▶ _Exercise prompt_: Add 5 to every coordinate in the answers below, then write out all of these lines again with the requests included and the pictures left out.

▶ _Data provided_:
== == ==

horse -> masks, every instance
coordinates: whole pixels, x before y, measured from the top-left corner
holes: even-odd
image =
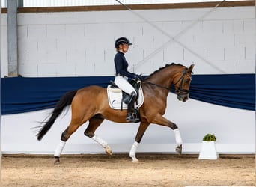
[[[175,135],[176,152],[181,154],[182,138],[179,128],[162,115],[165,112],[167,96],[171,85],[174,86],[179,100],[186,102],[189,99],[193,67],[194,64],[188,68],[182,64],[172,63],[159,68],[141,80],[144,103],[139,108],[140,125],[129,151],[129,156],[133,162],[138,162],[135,156],[136,150],[150,123],[171,128]],[[108,102],[106,88],[97,85],[85,87],[64,94],[49,114],[49,120],[39,126],[37,140],[42,139],[56,118],[70,105],[71,105],[71,121],[62,132],[60,142],[55,151],[55,164],[60,162],[61,153],[70,135],[87,121],[89,121],[89,124],[84,135],[100,144],[106,153],[112,155],[109,144],[94,132],[105,119],[116,123],[127,123],[127,110],[111,108]]]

== == ==

▶ _Exercise output_:
horse -> masks, every instance
coordinates: whole pixels, x before y, measured from the top-left corner
holes: even-odd
image =
[[[180,140],[181,157],[186,159],[187,143],[184,133],[167,120],[170,117],[172,101],[176,90],[179,91],[184,105],[191,107],[194,104],[198,72],[199,69],[193,73],[187,69],[177,68],[164,73],[146,85],[149,108],[144,113],[145,130],[134,156],[134,161],[138,167],[143,167],[140,161],[141,155],[155,128],[176,133]],[[113,107],[111,93],[102,90],[90,92],[69,99],[54,119],[54,125],[44,131],[42,145],[47,144],[61,123],[75,110],[76,110],[76,126],[67,137],[65,147],[60,156],[60,169],[65,167],[66,158],[75,140],[92,126],[94,126],[94,129],[89,140],[105,149],[111,158],[117,160],[114,149],[99,137],[110,124],[121,128],[132,128],[132,115],[116,113]]]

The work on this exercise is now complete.